__Exercise requirements__: Pull out every line of the material that contains the word "counter", and copy each one in full.

__Source records__:
══════════
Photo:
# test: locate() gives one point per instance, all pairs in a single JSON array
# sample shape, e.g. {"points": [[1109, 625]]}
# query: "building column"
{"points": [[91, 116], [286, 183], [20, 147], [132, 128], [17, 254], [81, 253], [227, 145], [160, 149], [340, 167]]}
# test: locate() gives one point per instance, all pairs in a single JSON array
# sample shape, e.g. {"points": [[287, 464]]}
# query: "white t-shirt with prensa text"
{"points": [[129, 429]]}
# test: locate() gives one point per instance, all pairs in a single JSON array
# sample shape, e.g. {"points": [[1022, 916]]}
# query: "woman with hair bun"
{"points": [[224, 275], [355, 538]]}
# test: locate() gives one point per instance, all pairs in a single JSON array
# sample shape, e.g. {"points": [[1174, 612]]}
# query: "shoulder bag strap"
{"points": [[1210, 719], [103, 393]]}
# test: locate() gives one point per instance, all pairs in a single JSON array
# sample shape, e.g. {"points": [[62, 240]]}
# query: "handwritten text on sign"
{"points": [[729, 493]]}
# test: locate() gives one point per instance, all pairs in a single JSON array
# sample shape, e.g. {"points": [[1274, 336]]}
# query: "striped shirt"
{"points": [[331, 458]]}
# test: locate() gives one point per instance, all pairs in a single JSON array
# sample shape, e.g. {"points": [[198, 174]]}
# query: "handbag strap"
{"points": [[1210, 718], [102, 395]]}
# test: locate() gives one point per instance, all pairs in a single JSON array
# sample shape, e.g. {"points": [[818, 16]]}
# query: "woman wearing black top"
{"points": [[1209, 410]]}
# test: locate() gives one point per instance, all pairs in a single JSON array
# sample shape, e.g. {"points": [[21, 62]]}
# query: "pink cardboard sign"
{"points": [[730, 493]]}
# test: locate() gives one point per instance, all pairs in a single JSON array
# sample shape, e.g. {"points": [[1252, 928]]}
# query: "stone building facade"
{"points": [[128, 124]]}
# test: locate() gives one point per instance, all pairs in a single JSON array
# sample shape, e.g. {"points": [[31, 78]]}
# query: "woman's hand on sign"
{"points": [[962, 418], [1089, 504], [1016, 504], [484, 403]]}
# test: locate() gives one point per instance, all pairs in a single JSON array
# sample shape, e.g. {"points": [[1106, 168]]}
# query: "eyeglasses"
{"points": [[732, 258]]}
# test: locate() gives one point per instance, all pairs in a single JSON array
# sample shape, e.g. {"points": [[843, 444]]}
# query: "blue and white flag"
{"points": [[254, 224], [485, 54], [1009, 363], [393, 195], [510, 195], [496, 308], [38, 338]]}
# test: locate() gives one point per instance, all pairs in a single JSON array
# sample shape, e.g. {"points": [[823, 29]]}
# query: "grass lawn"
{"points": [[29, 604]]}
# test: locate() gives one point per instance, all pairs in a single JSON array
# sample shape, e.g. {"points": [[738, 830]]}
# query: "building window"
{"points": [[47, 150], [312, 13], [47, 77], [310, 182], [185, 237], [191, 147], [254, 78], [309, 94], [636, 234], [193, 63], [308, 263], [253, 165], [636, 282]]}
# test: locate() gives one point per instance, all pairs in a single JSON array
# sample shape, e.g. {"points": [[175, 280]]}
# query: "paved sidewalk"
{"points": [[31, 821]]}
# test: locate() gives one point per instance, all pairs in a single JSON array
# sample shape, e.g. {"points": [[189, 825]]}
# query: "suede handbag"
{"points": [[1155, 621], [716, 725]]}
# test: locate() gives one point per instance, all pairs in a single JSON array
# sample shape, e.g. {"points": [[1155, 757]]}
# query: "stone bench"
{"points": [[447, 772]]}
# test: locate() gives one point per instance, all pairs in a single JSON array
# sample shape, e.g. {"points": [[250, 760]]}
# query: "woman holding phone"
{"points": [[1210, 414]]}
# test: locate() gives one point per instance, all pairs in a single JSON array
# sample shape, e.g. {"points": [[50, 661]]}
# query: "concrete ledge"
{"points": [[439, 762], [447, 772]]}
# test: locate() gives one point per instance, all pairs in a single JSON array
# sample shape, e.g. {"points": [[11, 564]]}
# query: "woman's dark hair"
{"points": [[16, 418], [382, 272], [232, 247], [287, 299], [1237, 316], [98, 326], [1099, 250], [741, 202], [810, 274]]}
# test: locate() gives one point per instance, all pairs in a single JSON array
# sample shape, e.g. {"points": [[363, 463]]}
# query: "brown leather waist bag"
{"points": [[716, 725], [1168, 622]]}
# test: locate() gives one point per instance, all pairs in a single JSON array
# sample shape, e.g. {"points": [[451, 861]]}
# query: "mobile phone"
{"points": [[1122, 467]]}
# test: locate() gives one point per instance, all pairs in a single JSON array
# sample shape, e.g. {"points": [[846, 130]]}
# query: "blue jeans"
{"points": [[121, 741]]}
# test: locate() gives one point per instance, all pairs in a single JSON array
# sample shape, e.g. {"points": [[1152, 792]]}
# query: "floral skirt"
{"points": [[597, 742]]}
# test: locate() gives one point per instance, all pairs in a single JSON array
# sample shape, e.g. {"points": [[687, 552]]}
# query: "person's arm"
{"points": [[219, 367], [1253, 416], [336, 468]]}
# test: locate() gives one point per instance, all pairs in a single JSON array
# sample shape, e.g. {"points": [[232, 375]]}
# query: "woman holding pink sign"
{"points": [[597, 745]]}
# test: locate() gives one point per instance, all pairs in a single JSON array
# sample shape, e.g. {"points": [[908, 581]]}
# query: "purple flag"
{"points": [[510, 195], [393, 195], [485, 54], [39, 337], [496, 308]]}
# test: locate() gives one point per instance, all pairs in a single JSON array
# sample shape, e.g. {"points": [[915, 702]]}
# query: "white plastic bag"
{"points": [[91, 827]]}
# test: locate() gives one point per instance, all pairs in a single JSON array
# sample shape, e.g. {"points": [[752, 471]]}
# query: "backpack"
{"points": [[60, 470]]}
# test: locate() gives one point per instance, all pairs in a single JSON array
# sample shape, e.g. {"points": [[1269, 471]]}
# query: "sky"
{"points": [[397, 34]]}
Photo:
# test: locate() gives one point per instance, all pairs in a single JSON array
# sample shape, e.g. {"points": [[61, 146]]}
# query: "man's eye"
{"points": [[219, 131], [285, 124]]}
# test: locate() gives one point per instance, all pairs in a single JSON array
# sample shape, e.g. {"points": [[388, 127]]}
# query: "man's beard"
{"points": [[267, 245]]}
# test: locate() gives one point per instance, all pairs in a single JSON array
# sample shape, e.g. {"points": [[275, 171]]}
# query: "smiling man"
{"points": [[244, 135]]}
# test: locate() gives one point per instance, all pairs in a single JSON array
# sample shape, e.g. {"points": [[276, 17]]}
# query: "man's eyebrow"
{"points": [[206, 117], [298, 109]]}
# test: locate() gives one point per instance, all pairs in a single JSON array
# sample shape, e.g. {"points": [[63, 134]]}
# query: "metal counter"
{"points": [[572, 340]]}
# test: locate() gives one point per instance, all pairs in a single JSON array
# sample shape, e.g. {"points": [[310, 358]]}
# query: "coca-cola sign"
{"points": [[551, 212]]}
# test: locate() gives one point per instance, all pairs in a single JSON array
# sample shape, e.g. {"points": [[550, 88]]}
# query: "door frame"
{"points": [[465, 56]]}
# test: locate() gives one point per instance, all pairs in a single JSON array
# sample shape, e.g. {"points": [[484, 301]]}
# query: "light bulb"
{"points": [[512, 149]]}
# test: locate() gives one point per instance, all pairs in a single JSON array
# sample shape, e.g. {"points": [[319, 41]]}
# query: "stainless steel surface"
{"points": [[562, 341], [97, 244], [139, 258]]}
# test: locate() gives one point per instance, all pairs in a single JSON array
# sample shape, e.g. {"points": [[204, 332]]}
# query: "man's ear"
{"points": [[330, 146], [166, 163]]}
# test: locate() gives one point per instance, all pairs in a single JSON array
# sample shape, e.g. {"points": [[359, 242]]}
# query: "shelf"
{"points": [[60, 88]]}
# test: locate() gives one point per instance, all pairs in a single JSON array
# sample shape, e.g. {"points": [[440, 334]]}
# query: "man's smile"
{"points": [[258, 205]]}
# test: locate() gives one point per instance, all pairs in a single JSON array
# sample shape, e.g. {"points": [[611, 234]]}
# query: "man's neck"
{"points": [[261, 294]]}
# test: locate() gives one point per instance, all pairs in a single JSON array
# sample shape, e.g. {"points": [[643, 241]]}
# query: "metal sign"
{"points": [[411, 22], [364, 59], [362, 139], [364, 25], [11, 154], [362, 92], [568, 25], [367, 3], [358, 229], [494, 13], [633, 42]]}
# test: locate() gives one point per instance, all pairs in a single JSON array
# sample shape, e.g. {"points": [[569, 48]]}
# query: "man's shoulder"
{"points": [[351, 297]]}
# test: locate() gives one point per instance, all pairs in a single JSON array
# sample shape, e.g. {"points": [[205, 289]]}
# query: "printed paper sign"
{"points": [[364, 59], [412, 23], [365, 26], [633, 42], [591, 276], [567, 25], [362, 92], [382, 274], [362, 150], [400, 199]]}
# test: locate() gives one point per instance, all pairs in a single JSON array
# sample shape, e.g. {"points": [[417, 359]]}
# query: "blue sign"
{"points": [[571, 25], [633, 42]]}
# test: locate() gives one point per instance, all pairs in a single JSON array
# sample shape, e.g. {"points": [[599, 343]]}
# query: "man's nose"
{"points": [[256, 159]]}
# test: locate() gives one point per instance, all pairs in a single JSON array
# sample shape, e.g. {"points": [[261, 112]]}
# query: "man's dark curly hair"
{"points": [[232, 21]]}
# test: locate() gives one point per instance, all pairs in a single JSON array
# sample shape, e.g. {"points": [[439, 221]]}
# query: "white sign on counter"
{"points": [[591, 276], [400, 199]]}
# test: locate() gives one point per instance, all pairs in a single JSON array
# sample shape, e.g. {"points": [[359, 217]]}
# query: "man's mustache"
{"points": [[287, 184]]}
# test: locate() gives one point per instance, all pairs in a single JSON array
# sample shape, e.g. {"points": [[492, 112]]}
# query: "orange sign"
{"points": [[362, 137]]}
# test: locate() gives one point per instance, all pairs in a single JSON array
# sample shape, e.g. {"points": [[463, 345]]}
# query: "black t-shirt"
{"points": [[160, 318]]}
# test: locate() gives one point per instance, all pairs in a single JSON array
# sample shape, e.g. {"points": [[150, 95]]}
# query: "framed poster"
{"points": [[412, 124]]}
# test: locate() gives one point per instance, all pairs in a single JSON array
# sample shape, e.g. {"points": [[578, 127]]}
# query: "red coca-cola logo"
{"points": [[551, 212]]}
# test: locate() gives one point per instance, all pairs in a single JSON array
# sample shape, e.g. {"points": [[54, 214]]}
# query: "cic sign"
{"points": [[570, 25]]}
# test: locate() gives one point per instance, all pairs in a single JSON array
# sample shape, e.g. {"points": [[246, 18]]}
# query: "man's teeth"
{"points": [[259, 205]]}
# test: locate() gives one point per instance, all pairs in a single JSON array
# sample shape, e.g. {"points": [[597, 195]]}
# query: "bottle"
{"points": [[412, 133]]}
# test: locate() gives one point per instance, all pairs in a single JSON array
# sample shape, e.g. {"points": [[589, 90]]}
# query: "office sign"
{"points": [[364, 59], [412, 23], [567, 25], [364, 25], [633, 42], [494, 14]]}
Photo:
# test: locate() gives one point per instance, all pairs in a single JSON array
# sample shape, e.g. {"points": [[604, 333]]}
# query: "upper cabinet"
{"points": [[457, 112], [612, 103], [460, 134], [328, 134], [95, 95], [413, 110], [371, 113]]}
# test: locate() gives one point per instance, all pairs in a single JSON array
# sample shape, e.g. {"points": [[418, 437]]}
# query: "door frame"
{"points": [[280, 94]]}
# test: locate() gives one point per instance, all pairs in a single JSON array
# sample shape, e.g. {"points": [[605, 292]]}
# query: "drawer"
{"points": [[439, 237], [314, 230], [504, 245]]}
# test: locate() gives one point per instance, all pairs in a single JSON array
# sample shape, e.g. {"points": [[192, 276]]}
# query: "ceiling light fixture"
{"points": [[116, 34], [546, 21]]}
══════════
__Exercise solution__:
# query: "metal counter"
# query: "white sign on counter"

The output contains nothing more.